**TASK PROMPT**
Please transcribe, word for word, the line containing "Please mark every instance of the light" and every line after it through the end of the records below, and nothing else.

**EXTRACTED RECORDS**
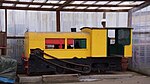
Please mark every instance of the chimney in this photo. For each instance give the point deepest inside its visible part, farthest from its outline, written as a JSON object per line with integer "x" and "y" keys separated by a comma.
{"x": 103, "y": 21}
{"x": 73, "y": 29}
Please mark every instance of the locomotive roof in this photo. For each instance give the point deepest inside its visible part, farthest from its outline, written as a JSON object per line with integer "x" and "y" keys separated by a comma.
{"x": 106, "y": 28}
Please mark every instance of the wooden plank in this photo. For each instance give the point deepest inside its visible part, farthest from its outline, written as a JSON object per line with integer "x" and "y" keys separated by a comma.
{"x": 145, "y": 4}
{"x": 58, "y": 21}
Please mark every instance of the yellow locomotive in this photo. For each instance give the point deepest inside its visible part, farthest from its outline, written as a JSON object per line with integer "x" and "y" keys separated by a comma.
{"x": 83, "y": 52}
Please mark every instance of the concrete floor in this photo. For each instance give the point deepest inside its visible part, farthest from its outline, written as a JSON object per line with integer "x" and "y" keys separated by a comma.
{"x": 127, "y": 77}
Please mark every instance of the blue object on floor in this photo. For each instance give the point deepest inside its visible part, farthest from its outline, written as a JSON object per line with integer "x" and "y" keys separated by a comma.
{"x": 7, "y": 80}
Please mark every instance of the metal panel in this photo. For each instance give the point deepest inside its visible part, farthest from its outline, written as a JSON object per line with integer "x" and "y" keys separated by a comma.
{"x": 141, "y": 39}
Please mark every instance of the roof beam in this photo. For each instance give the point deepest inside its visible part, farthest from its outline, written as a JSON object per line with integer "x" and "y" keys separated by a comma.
{"x": 145, "y": 4}
{"x": 69, "y": 10}
{"x": 26, "y": 8}
{"x": 31, "y": 3}
{"x": 95, "y": 5}
{"x": 95, "y": 10}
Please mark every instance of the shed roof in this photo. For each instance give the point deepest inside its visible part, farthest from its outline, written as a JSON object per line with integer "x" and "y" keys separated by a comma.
{"x": 73, "y": 5}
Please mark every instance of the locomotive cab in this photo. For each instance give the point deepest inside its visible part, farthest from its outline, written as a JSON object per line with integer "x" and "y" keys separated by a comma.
{"x": 92, "y": 49}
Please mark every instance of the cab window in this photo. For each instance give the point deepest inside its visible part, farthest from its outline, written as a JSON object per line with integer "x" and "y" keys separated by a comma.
{"x": 76, "y": 43}
{"x": 54, "y": 43}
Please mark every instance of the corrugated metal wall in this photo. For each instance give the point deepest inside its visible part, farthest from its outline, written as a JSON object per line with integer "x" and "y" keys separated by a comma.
{"x": 21, "y": 21}
{"x": 141, "y": 39}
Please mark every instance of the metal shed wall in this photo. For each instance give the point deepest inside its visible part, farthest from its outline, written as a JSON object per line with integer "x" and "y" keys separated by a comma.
{"x": 141, "y": 40}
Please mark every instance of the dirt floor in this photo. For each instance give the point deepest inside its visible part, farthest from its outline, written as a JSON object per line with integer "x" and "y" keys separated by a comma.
{"x": 136, "y": 78}
{"x": 127, "y": 77}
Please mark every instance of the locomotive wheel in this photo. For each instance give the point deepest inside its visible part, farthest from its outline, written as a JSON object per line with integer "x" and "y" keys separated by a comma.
{"x": 59, "y": 70}
{"x": 87, "y": 69}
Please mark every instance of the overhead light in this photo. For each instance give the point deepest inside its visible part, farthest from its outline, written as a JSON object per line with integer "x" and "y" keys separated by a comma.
{"x": 46, "y": 6}
{"x": 6, "y": 4}
{"x": 55, "y": 6}
{"x": 77, "y": 2}
{"x": 10, "y": 0}
{"x": 61, "y": 2}
{"x": 81, "y": 7}
{"x": 21, "y": 5}
{"x": 25, "y": 0}
{"x": 102, "y": 2}
{"x": 115, "y": 8}
{"x": 34, "y": 6}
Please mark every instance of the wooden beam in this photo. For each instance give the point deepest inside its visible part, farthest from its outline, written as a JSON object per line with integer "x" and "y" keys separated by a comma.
{"x": 91, "y": 10}
{"x": 58, "y": 21}
{"x": 26, "y": 8}
{"x": 31, "y": 3}
{"x": 4, "y": 51}
{"x": 145, "y": 4}
{"x": 129, "y": 19}
{"x": 96, "y": 5}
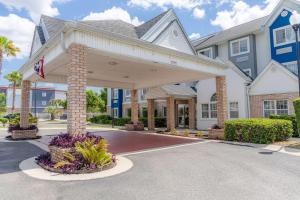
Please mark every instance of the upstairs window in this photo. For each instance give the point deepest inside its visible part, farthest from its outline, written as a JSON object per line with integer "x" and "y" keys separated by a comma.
{"x": 292, "y": 66}
{"x": 284, "y": 35}
{"x": 206, "y": 52}
{"x": 240, "y": 46}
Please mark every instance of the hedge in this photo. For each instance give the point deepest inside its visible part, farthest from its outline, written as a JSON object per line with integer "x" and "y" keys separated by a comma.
{"x": 296, "y": 103}
{"x": 291, "y": 118}
{"x": 261, "y": 131}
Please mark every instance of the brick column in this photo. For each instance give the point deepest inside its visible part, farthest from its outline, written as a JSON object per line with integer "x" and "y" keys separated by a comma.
{"x": 222, "y": 105}
{"x": 192, "y": 113}
{"x": 151, "y": 112}
{"x": 25, "y": 107}
{"x": 77, "y": 73}
{"x": 170, "y": 113}
{"x": 134, "y": 107}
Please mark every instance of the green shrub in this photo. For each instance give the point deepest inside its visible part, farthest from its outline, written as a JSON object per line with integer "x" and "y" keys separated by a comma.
{"x": 101, "y": 119}
{"x": 121, "y": 121}
{"x": 296, "y": 103}
{"x": 3, "y": 121}
{"x": 261, "y": 131}
{"x": 291, "y": 118}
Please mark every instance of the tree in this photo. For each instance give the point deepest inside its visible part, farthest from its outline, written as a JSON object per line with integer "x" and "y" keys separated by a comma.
{"x": 2, "y": 103}
{"x": 7, "y": 48}
{"x": 15, "y": 78}
{"x": 94, "y": 103}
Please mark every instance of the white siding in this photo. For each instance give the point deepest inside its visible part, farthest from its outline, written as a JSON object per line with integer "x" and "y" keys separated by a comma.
{"x": 275, "y": 80}
{"x": 236, "y": 91}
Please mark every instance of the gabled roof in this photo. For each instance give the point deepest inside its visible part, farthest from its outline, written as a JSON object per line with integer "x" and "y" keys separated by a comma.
{"x": 231, "y": 33}
{"x": 145, "y": 27}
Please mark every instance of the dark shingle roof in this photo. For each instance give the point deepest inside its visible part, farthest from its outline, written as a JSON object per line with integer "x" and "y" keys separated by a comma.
{"x": 145, "y": 27}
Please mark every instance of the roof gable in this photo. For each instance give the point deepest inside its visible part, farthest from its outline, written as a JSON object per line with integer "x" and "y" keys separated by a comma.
{"x": 275, "y": 78}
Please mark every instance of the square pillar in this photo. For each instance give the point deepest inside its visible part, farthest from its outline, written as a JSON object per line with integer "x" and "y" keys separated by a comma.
{"x": 222, "y": 105}
{"x": 170, "y": 113}
{"x": 151, "y": 112}
{"x": 77, "y": 78}
{"x": 134, "y": 107}
{"x": 192, "y": 113}
{"x": 25, "y": 107}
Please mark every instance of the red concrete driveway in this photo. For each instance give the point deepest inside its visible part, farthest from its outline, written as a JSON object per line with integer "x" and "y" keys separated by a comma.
{"x": 123, "y": 142}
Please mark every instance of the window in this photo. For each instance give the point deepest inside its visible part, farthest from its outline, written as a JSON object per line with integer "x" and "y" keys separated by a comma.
{"x": 278, "y": 107}
{"x": 283, "y": 35}
{"x": 234, "y": 110}
{"x": 206, "y": 52}
{"x": 292, "y": 66}
{"x": 127, "y": 96}
{"x": 116, "y": 94}
{"x": 248, "y": 72}
{"x": 143, "y": 93}
{"x": 116, "y": 112}
{"x": 209, "y": 110}
{"x": 240, "y": 46}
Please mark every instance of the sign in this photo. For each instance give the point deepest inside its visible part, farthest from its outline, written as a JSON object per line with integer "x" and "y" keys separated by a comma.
{"x": 39, "y": 68}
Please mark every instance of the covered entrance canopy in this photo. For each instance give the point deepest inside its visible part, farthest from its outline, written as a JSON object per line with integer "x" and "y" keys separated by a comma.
{"x": 81, "y": 55}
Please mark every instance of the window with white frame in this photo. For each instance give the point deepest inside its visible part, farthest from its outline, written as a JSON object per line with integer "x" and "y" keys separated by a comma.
{"x": 206, "y": 52}
{"x": 209, "y": 110}
{"x": 248, "y": 72}
{"x": 127, "y": 96}
{"x": 234, "y": 110}
{"x": 116, "y": 112}
{"x": 240, "y": 46}
{"x": 292, "y": 66}
{"x": 284, "y": 35}
{"x": 278, "y": 107}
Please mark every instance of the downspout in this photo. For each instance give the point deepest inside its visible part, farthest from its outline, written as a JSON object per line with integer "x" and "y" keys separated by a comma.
{"x": 247, "y": 88}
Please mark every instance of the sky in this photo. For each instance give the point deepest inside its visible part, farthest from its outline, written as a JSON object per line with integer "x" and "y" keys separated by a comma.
{"x": 199, "y": 17}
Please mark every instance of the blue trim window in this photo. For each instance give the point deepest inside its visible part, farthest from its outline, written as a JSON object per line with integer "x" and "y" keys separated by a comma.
{"x": 283, "y": 36}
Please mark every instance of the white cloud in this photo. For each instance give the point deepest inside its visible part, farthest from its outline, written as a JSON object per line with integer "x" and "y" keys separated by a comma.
{"x": 199, "y": 13}
{"x": 19, "y": 30}
{"x": 242, "y": 12}
{"x": 113, "y": 14}
{"x": 194, "y": 36}
{"x": 34, "y": 7}
{"x": 185, "y": 4}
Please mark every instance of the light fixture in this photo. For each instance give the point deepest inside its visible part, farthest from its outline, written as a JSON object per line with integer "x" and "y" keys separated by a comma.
{"x": 112, "y": 63}
{"x": 295, "y": 18}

**WRITTEN ANSWER**
Please mark every instance of the light fixture in this photo. For each instance give the point deepest inside its visible part, farthest from its outline, written as a JSON object per line with integer "x" and "y" keys separated by a comma.
{"x": 112, "y": 63}
{"x": 295, "y": 18}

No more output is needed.